-- Passage for review --
········

In emergency management, we advise the board of a company in financial distress on the do’s and don’ts. It is important that the board is able to make informed decisions, for instance which payments can (still) be made to creditors and which cannot. The board should be made aware of liability risks. Particularly during this period, the board’s decisions should be accurately and properly documented. At the same time, it is important to fully understand the company’s financial position in consultation with the finance team. All efforts should be aimed at limiting risks and maximising the chance of successfully restructuring the debt and turning around the business. We help the board regain control of the situation and proactively take the necessary steps to turn the tide and (where possible) restore the company to financial health.

········

-- Record excerpts --
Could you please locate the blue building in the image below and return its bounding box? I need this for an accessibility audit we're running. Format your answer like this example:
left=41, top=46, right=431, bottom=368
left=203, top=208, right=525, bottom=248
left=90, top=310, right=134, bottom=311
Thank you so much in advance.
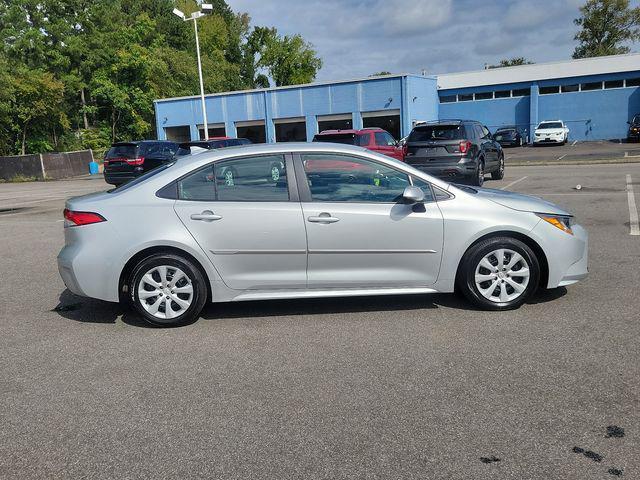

········

-- Your tasks --
(a) Reproduce from the passage on emergency management the part that opens with the words containing "In emergency management, we" and closes with "to financial health.".
(b) Decide whether each statement below agrees with the passage on emergency management, answering yes or no and quoting the deciding words of the passage.
(i) The board's decisions during this period should be accurately and properly documented.
(ii) The company's financial position should be fully understood in consultation with the legal team.
(iii) All efforts should be aimed at winding down the business.
(c) According to the passage on emergency management, of what should the board be made aware?

-- Per-task answers --
(a)
In emergency management, we advise the board of a company in financial distress on the do’s and don’ts. It is important that the board is able to make informed decisions, for instance which payments can (still) be made to creditors and which cannot. The board should be made aware of liability risks. Particularly during this period, the board’s decisions should be accurately and properly documented. At the same time, it is important to fully understand the company’s financial position in consultation with the finance team. All efforts should be aimed at limiting risks and maximising the chance of successfully restructuring the debt and turning around the business. We help the board regain control of the situation and proactively take the necessary steps to turn the tide and (where possible) restore the company to financial health.

(b)
(i) Yes: "the board’s decisions should be accurately and properly documented"
(ii) No: "in consultation with the finance team"
(iii) No: "maximising the chance of successfully restructuring the debt and turning around the business"

(c) Liability risks.